TEXT:
+ + + +

The fear: Builders of foundation models, data centers, and semiconductors plan to pour trillions of dollars into infrastructure, operations, and each other. Frenzied stock investors are running up their share prices. But so far the path to sustainable returns is far from clear. Bankers and economists warn that the AI industry looks increasingly like a bubble that’s fit to burst.

 

Horror stories: Construction of AI data centers is propping up the economy and AI trading is propping up the stock market in ways that parallel prior tech bubbles such as the dot-com boom of the late 1990s. If bubbles are marked by a steady rise in asset prices driven by rampant speculation, this moment fits the bill.

  • The S&P 500 index of the 500 largest public companies in the U.S. might as well be called the AI 5. A handful of tech stocks account for 75 percent of the index’s returns since ChatGPT’s launch in 2022, according to the investment bank UBS. Nvidia alone is worth 8 percent of the index (although, to be fair, that company posted a whopping $46.7 billion in revenue last quarter). “The risk of a sharp market correction has increased,” the Bank of England warned this month.
  • In September, OpenAI outlined a plan to build data centers around the world that is estimated to cost $1 trillion. The company, which has yet to turn a profit, intends to build several giant data centers in the U.S. and satellites in Argentina, India, Norway, the United Arab Emirates, and the United Kingdom. To finance these plans, OpenAI and others are using complex financial instruments that may create risks that are hard to foresee — yet the pressure to keep investing is on.  Google CEO Sundar Pichai spoke for many AI executives when, during a call with investors last year, he said, “The risk of underinvesting is dramatically greater than the risk of overinvesting.”
  • Getting a return on such investments will require an estimated $2 trillion in annual AI revenue by 2030, according to consultants at Bain & Co. That’s greater than the combined 2024 revenue of Amazon, Apple, Alphabet, Microsoft, Meta and Nvidia. Speaking earlier this year at an event with Meta CEO Mark Zuckerberg, Microsoft CEO Sataya Nadella noted that productivity gains from electrification took 50 years to materialize. Zuckerberg replied, “Well, we’re all investing as if it’s not going to take 50 years, so I hope it doesn’t take 50 years.”
  • AI companies are both supplying and investing in each other, a pattern that has drawn comparisons to the dot-com era, when telecom companies loaned money to customers so they could buy equipment. Nvidia invested $100 billion in OpenAI and promised to supply chips for OpenAI’s data-center buildout. OpenAI meanwhile took a 10 percent stake in AMD and promised to pack data centers with its chips. Some observers argue that such deals look like mutual subsidies. “The AI industry is now buying its own revenue in circular fashion,” said Doug Kass, who runs a hedge fund called Seabreeze Partners.

+ + + +

REQUIREMENT: What does the text on AI bubble fears say, in two sentences? The rows come from a different source than the text on AI bubble fears.

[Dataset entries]
+ + + +

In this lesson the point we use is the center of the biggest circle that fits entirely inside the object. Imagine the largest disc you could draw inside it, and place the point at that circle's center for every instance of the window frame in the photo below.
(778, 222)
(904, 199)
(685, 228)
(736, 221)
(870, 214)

+ + + +

THE ANSWER: Builders of foundation models, data centers, and semiconductors plan to pour trillions of dollars into infrastructure while investors run up their share prices, but the path to sustainable returns is far from clear, and bankers and economists warn the AI industry looks like a bubble. A handful of tech stocks account for 75 percent of the S&P 500's returns since ChatGPT's launch, OpenAI has outlined data-center plans estimated to cost $1 trillion, and AI companies are both supplying and investing in each other in a pattern compared to the dot-com era.